-- Start of EXTRACT --

2016-07-28 Thread Watson Ladd
On Thu, Jul 28, 2016 at 3:28 AM, Hubert Kario  wrote:
> On Wednesday, 27 July 2016 09:50:18 CEST Wan-Teh Chang wrote:
>> On Mon, Jul 25, 2016 at 3:32 PM, David Benjamin 
> wrote:
>> > Hi folks,
>> >
>> > I'm not sure how this process usually works, but I would like to reserve a
>> > bunch of values in the TLS registries to as part of an idea to keep our
>> > extension points working. Here's an I-D:
>> > https://tools.ietf.org/html/draft-davidben-tls-grease-00
>> >
>> > (The name GREASE is in honor of AGL's rusted vs. well-oiled joints analogy
>> > from https://www.imperialviolet.org/2016/05/16/agility.html )
>> >
>> > One problem we repeatedly run into is servers failing to implement TLS's
>> > various extension points correctly. The most obvious being version
>> > intolerance. When we deployed X25519 in Chrome, we discovered an
>> > intolerant
>> > implementation. (Thankfully it was rare enough to not warrant a fallback
>> > or
>> > revert!) It appears that signature algorithms maybe also be gathering
>> > rust.

-- End of EXTRACT --
-- Start of GIVEN RECORDS --

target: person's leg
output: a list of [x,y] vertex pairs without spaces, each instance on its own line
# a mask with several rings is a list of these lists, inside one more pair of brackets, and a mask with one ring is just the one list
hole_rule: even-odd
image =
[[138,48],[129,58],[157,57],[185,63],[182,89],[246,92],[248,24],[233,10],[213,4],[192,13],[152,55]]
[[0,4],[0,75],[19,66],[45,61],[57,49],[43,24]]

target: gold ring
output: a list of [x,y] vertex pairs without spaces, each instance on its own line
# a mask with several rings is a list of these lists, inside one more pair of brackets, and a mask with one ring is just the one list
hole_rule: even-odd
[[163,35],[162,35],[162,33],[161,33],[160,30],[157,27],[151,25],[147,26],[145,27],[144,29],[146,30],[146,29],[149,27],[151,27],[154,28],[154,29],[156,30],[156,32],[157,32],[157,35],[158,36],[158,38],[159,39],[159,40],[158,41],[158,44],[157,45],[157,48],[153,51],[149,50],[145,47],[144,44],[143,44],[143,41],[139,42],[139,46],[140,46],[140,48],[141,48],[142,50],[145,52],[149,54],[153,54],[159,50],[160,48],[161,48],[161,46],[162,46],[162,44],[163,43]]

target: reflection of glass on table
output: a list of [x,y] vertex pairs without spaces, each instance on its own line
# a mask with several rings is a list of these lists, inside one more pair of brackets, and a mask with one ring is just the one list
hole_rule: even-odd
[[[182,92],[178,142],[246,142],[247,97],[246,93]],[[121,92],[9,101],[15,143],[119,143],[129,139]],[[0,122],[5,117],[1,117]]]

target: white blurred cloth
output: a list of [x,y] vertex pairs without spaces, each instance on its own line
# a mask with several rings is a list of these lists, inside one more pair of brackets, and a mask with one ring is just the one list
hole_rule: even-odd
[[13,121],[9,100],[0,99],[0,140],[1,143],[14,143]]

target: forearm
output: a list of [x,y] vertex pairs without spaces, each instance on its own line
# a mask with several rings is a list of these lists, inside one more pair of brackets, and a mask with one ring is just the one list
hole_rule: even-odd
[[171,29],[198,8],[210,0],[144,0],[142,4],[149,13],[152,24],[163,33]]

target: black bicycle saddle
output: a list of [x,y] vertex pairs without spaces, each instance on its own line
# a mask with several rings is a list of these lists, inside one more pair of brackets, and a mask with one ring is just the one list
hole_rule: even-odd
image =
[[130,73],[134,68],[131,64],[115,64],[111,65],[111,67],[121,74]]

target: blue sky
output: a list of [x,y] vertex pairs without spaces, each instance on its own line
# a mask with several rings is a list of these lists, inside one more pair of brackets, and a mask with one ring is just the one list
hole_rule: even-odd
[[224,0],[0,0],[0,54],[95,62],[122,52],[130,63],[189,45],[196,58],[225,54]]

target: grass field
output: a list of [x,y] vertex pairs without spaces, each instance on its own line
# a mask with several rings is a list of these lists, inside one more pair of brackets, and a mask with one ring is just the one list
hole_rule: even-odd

-- End of GIVEN RECORDS --

= TO-DO LIST =
[1] Reproduce the part of the TLS email thread that begins at the words "2016-07-28 Thread Watson" and stops after the words "from https://www.imperialviolet.org/2016/05/16/agility.html )".
[2] Carry on writing the TLS email thread from the point where it ends.

= THE ANSWERS =
[1]
2016-07-28 Thread Watson Ladd
On Thu, Jul 28, 2016 at 3:28 AM, Hubert Kario  wrote:
> On Wednesday, 27 July 2016 09:50:18 CEST Wan-Teh Chang wrote:
>> On Mon, Jul 25, 2016 at 3:32 PM, David Benjamin 
> wrote:
>> > Hi folks,
>> >
>> > I'm not sure how this process usually works, but I would like to reserve a
>> > bunch of values in the TLS registries to as part of an idea to keep our
>> > extension points working. Here's an I-D:
>> > https://tools.ietf.org/html/draft-davidben-tls-grease-00
>> >
>> > (The name GREASE is in honor of AGL's rusted vs. well-oiled joints analogy
>> > from https://www.imperialviolet.org/2016/05/16/agility.html )

[2]
>> > Ciphers and extensions seem to have held up, but I would like to ensure
>> > they stay that way.
>> >
>> > The root problem here is these broken servers interoperate fine with
>> > clients at the time they are deployed. It is only after new values get
>> > defined do we notice, by which time it is too late.
>> >
>> > I would like to fix this by reserving a few values in our registries so
>> > that clients may advertise random ones and regularly exercise these
>> > codepaths in servers. If enough of the client base does this, we can turn
>> > a large class of tomorrow's interop failures into today's interop
>> > failures. This is important because an bug will not thrive in the
>> > ecosystem if it does not work against the current deployment.
>>
>> Hi David,
>>
>> In general I like your idea. Thank you for writing up a proposal.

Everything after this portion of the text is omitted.